═════ Source document ═════

For further functional characterization of VTE2-2 the expression patterns of VTE2-1 and VTE2-2 genes were analyzed in the Arabidopsis Massively Parallel Signature Sequencing (MPSS) data set available at http://mpss.udel.edu/at/ (Meyers et al. 2004). MPSS produces short sequence signatures chosen from a defined position within an mRNA, and the relative abundance of these signatures in a given library represents a quantitative estimate of expression of that gene. The MPSS signatures are 17 bp in length, and can uniquely identify >95% of all genes in Arabidopsis.

Arabidopsis transformation

Using standard cloning techniques the VTE2-2 full-length cDNA was excised from an in house EST clone (pMON69960) to generate binary vectors for sense and antisense expression under the control of the seed-specific Napin promoter (Kridl et al. 1991) and the constitutive e35S promoter (McPherson and Kay 1994) as described (Valentin et al. 2003). The plant binary vectors, pMON69963, and pMON69965 were used to transform Arabidopsis thaliana Col-0 for seed-specific sense and antisense expression of At-VTE2-2, respectively. Binary vectors, pMON69964 and pMON69966 were used for constitutive sense and antisense expression of VTE2-2, respectively. The binary vectors were transformed into Agrobacterium tumefaciens strain ABI by electroporation (Bio-Rad Electroprotocol Manual, Dower et al. 1988). Transgenic Arabidopsis plants were obtained by Agrobacterium-mediated transformation as described (Valvekens et al. 1988; Bechtold et al. 1993; Bent et al. 1994). Transgenic plants were selected by sprinkling the transformed seed onto selection plates containing MS basal salts (4.3 g/l), Gamborg’s B-5, 500× (2.0 g/l), sucrose (10 g/l), Mes (0.5 g/l), phytagar (8 g/l), carbenicillin (250 mg/l), cefotaxime (100 mg/l), plant preservation medium (2 ml/l), and kanamycin (60 mg/l) and then vernalizing them at 4°C in the absence of light for 2–4 days. Subsequently, the seed were transferred to 23°C, and 16/8 h light/dark cycle for 5–10 days until seedlings emerged. Once, one set of true leaves were formed on the kanamycin resistant seedlings, plantlets were transferred to soil and grown to maturity. Transgenic lines generated through kanamycin selection were grown under 16 h light and 8 h dark.

Tocochromanol analysis

The tocochromanol content was analyzed on R2 Arabidopsis seed as described by Savidge et al. (2002).

═════

Task objective: Reproduce the VTE2-2 methods text word for word, from "For further functional" to "genes in Arabidopsis.". The material comes from a source unrelated to the VTE2-2 methods text.

═════ Given data ═════

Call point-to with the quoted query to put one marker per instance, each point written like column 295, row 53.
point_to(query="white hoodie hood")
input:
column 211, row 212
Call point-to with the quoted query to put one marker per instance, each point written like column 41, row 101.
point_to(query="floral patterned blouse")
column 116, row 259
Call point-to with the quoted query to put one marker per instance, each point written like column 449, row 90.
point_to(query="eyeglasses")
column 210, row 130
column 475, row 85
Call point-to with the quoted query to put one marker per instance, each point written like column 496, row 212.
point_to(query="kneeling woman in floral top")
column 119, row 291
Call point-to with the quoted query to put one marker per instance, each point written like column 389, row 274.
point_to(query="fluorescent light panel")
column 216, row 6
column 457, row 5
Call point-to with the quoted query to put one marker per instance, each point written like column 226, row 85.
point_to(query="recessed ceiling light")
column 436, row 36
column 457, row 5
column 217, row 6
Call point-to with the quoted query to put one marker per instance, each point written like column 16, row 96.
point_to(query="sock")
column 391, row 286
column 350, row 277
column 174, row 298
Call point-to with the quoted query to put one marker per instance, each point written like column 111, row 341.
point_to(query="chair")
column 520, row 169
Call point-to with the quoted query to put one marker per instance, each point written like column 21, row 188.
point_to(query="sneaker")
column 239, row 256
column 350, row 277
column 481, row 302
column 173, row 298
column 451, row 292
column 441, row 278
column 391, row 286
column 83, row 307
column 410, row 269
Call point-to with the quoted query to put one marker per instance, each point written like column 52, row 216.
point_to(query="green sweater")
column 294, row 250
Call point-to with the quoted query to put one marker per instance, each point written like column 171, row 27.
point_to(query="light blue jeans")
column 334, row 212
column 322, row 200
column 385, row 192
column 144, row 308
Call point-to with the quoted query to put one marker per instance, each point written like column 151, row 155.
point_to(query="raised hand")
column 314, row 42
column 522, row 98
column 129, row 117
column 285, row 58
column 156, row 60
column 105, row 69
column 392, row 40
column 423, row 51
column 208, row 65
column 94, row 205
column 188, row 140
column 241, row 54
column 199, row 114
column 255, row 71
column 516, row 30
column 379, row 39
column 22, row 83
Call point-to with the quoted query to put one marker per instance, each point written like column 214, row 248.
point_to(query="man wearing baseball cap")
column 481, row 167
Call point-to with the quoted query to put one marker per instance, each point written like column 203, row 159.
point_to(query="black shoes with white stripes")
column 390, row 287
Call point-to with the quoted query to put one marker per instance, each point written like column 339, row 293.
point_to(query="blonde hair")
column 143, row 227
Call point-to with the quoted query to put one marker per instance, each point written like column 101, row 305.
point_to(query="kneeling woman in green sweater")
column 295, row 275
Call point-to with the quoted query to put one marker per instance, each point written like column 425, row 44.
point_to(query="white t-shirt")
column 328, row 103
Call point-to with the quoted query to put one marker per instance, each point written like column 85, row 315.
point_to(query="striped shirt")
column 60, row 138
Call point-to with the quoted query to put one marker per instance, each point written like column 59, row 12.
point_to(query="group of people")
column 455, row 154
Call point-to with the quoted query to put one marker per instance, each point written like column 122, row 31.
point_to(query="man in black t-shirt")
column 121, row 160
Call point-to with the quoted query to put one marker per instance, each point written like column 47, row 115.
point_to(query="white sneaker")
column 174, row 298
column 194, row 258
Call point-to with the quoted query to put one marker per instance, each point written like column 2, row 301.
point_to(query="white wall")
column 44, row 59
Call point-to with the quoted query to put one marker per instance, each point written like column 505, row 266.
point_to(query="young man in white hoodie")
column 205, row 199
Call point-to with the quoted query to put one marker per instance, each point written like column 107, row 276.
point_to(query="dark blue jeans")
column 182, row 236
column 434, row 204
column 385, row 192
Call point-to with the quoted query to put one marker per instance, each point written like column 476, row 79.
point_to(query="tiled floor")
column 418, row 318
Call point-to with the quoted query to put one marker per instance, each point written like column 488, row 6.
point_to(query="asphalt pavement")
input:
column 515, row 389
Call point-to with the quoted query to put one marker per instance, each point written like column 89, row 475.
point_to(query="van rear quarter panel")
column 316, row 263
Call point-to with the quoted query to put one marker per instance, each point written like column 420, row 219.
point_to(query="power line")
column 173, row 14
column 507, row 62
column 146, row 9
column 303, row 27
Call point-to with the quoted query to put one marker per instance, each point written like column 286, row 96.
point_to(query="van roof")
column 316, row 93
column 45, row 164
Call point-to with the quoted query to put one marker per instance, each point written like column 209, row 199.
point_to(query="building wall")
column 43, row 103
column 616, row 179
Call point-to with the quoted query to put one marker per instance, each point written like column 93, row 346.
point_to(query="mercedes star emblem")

═════

Solution to this problem:
For further functional characterization of VTE2-2 the expression patterns of VTE2-1 and VTE2-2 genes were analyzed in the Arabidopsis Massively Parallel Signature Sequencing (MPSS) data set available at http://mpss.udel.edu/at/ (Meyers et al. 2004). MPSS produces short sequence signatures chosen from a defined position within an mRNA, and the relative abundance of these signatures in a given library represents a quantitative estimate of expression of that gene. The MPSS signatures are 17 bp in length, and can uniquely identify >95% of all genes in Arabidopsis.